Work to complete: Find each row below that contains the word "kindly" and copy every such row in full.

Task input:
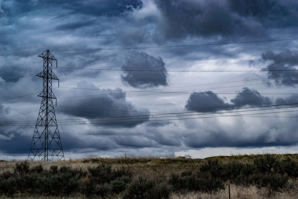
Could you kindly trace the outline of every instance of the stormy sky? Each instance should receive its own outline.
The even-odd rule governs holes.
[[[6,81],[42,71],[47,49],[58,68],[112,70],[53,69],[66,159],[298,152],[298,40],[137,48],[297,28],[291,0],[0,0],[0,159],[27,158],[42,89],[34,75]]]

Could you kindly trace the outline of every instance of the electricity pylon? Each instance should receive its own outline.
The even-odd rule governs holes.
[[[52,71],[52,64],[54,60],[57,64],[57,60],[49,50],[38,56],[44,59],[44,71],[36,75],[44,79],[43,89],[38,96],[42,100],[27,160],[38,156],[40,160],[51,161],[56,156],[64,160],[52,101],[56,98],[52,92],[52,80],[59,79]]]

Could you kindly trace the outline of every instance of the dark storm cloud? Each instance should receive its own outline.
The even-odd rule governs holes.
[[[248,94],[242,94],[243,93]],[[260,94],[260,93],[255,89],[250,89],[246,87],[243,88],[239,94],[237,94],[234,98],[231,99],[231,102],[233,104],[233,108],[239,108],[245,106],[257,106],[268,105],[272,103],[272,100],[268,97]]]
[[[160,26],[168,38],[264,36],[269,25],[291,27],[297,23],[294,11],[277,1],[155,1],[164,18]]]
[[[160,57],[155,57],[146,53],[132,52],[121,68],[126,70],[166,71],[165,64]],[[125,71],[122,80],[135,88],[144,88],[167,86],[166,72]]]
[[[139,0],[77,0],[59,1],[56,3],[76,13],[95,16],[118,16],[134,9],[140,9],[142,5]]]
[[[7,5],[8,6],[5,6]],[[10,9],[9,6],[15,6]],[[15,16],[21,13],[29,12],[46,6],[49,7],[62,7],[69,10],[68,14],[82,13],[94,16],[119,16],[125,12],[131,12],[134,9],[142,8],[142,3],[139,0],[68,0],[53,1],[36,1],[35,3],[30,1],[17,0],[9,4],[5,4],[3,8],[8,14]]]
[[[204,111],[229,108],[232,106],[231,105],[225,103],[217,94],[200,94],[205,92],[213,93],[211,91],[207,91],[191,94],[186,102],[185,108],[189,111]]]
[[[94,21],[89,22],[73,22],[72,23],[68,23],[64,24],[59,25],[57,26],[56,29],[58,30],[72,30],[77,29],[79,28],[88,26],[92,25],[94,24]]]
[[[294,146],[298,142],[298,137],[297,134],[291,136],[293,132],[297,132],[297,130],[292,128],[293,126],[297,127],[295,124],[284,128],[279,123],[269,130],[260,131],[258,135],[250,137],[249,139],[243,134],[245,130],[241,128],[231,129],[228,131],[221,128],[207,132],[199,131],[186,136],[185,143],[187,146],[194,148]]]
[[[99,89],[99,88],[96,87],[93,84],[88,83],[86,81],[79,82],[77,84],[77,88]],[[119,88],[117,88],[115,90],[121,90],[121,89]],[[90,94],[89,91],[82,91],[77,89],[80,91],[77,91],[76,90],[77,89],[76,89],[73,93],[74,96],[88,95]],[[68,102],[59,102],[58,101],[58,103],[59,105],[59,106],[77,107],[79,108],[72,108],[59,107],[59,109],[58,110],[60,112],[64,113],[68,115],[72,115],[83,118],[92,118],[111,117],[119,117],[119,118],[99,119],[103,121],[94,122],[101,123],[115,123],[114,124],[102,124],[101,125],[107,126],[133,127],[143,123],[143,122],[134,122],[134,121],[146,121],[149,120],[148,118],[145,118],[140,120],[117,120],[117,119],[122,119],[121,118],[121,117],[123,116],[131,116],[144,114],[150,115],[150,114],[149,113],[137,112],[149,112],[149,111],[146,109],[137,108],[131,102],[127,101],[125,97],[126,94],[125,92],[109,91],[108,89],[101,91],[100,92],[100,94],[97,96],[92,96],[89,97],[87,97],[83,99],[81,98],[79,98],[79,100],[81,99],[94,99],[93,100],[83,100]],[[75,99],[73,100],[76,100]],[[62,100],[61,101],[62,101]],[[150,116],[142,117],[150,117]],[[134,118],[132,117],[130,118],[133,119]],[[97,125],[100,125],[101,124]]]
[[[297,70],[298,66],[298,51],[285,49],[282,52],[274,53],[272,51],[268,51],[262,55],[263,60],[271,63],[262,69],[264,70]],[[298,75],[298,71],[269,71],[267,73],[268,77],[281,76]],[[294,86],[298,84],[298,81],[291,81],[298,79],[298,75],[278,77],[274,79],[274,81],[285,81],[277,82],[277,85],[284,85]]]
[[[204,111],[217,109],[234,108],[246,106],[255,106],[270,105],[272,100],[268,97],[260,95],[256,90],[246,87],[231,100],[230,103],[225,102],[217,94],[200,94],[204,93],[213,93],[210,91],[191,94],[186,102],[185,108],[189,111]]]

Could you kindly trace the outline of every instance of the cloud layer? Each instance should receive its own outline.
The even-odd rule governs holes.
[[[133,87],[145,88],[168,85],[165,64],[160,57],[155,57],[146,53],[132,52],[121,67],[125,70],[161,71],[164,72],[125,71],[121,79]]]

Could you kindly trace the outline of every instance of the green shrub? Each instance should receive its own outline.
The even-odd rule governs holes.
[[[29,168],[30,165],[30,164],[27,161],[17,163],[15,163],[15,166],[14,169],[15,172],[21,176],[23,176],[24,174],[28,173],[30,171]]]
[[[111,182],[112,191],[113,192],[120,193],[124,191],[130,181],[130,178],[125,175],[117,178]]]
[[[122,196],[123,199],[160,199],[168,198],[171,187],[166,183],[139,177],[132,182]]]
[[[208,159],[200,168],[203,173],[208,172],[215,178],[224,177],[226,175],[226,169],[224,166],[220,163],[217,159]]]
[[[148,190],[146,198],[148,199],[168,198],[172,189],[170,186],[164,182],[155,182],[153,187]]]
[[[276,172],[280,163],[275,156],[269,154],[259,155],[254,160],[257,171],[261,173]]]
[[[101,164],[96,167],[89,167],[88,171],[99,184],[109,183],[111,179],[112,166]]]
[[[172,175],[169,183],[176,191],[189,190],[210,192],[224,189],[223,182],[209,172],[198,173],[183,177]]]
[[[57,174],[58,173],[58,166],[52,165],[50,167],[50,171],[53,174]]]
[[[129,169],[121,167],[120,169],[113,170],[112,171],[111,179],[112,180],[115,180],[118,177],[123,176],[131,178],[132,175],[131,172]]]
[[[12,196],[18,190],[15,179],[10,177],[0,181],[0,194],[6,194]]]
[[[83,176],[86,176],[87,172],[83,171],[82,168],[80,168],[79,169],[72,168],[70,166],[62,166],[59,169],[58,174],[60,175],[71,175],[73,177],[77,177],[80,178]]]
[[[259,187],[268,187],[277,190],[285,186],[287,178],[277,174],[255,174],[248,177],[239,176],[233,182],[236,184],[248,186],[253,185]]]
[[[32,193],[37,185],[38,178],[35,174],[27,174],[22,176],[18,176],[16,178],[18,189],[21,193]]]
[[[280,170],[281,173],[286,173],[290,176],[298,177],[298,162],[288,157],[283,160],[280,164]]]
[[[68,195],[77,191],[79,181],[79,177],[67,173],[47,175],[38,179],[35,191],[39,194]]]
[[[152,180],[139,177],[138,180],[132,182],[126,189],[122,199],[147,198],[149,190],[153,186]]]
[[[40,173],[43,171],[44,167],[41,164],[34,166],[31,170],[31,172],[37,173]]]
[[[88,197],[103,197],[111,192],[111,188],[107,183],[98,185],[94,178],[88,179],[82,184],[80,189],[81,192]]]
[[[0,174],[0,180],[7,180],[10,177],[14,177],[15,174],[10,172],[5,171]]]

---

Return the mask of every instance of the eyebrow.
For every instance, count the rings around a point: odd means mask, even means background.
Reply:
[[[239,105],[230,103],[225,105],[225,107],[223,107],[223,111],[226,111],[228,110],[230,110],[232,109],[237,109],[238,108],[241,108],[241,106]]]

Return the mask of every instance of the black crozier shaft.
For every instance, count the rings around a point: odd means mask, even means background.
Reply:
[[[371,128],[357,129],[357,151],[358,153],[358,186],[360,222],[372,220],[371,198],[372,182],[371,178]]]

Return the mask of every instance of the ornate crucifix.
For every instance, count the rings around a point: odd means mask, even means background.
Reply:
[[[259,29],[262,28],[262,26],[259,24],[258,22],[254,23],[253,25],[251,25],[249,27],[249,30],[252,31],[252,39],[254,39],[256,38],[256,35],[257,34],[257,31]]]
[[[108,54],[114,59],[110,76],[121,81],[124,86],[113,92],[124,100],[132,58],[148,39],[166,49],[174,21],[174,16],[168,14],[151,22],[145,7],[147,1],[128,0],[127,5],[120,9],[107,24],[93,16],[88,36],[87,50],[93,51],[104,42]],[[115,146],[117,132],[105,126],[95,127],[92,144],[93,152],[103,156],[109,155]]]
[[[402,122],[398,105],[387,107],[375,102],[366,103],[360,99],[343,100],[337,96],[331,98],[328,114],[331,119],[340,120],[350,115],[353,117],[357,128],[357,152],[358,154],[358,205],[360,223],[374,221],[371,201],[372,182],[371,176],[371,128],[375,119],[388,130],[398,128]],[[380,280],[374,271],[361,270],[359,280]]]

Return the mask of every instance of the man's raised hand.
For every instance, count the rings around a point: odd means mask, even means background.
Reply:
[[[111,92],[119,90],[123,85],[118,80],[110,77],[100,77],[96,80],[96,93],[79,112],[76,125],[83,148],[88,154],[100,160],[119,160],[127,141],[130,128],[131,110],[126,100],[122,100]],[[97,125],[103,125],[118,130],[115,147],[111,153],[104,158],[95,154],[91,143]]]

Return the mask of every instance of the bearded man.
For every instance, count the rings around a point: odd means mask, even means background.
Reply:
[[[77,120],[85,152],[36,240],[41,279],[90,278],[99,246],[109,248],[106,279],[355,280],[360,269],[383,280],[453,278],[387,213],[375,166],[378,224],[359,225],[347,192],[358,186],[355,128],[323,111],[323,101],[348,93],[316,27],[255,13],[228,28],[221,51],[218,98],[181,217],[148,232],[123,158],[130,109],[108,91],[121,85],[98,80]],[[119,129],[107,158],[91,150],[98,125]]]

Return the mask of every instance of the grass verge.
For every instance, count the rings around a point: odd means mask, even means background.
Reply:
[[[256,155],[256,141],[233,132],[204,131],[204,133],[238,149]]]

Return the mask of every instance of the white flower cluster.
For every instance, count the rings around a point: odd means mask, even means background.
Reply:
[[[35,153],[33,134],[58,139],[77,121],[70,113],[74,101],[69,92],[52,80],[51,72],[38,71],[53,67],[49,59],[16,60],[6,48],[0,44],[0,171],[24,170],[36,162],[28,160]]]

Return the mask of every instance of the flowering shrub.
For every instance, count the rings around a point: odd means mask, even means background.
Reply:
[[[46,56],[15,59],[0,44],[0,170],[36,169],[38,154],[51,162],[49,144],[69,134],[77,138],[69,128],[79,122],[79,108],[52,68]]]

Answer for this exercise:
Could you kindly trace the outline of every instance of the stormy sky? Each instance should receive its own outline.
Could you kindly trace the outline of every instance of the electricity pylon? Each instance should receive its own outline.
Could you kindly trace the outline of every instance of the dark storm cloud? Each instance should receive its own outline.
Could you kindly trace the outline of every instance of the cloud layer? Each instance should receive its own outline.
Could you kindly trace the outline of every instance of the green shrub? Each instance should receive its own outline.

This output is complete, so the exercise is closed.